# Stored data entries
- - -
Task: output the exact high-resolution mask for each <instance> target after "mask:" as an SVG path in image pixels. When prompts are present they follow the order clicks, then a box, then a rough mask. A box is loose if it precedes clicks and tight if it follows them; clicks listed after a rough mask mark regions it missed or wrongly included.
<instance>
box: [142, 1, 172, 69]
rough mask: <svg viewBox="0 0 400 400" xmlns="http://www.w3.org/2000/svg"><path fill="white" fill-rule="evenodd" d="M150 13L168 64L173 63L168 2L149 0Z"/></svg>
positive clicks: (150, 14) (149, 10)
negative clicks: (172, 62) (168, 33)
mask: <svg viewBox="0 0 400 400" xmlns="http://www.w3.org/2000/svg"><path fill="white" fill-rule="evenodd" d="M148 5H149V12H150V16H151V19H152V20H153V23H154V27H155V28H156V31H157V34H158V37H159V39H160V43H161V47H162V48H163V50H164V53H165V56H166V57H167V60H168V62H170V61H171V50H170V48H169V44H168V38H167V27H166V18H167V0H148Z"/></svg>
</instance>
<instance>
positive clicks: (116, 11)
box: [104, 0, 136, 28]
- - -
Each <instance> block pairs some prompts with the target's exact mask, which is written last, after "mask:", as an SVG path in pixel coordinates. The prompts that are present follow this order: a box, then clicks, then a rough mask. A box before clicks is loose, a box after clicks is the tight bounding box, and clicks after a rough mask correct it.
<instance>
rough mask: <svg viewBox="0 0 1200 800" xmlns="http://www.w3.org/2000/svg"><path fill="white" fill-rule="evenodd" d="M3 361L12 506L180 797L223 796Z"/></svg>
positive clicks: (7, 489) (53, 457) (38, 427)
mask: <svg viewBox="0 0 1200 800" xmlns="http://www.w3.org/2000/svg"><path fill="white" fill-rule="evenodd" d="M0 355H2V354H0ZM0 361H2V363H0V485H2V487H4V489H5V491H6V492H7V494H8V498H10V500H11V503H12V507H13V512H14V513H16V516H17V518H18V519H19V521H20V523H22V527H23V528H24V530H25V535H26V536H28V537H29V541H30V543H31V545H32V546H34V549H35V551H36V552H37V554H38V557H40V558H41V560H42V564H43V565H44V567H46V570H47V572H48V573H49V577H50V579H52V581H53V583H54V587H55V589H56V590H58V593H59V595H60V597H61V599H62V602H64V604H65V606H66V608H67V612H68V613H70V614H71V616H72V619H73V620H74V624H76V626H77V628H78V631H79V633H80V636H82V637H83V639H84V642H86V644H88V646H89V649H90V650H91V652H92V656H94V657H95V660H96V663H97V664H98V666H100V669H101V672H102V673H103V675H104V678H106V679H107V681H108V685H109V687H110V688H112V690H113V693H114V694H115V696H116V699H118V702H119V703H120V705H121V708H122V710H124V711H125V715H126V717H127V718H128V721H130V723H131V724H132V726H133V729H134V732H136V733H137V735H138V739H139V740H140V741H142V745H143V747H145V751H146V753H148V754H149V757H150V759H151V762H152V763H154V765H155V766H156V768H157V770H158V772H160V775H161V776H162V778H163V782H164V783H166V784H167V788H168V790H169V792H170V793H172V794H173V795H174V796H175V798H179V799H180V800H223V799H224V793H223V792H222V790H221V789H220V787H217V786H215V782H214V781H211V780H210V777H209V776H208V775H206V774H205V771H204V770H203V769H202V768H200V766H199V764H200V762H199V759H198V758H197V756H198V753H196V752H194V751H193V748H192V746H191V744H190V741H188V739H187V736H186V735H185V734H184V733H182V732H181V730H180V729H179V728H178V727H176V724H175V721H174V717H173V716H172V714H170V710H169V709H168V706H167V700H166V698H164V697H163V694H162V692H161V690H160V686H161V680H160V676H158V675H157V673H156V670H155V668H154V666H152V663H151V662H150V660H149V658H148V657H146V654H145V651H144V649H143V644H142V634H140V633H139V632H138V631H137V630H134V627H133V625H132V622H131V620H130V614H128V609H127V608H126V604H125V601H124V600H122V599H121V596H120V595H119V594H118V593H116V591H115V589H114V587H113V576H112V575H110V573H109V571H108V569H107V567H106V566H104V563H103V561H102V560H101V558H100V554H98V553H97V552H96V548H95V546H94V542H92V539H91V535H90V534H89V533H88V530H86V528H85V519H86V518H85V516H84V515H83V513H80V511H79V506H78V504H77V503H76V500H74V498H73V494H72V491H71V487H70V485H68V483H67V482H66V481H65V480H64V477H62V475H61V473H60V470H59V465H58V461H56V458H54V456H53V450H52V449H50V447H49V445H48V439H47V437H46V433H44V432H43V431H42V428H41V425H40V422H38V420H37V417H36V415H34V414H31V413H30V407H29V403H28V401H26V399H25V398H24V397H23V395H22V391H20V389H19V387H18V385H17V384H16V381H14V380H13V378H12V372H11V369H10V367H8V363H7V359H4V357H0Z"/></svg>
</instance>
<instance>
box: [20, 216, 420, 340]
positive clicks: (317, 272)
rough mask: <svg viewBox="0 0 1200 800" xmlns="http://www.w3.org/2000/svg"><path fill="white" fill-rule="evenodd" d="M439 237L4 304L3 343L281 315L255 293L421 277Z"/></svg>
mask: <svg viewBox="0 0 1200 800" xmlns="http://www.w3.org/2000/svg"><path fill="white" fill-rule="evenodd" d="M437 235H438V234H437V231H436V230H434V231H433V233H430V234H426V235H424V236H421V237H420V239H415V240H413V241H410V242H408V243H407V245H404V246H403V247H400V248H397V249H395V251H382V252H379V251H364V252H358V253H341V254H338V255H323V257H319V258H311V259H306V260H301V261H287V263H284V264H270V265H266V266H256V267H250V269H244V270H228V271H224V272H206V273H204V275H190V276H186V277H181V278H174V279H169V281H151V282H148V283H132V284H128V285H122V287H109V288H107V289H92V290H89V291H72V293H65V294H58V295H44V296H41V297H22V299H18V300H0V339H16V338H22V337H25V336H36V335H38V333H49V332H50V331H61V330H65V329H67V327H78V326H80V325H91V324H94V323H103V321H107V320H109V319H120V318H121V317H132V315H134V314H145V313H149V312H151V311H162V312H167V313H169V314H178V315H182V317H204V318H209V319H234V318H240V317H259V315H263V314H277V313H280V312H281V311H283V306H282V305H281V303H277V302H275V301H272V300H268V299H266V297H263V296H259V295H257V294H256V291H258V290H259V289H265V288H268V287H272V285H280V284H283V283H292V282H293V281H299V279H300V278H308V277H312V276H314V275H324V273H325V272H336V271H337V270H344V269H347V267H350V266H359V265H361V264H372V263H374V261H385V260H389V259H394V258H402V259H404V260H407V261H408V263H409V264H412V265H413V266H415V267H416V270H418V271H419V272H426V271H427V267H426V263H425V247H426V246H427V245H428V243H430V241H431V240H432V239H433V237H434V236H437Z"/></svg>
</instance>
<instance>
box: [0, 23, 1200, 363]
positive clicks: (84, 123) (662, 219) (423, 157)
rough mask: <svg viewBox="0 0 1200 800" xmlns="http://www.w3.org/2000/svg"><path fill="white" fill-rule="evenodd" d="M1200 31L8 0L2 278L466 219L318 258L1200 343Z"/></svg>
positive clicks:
- - -
# Exercise
The string "loose" may appear in lines of the entries above. Say how many such lines there are, as a number only.

# Task result
2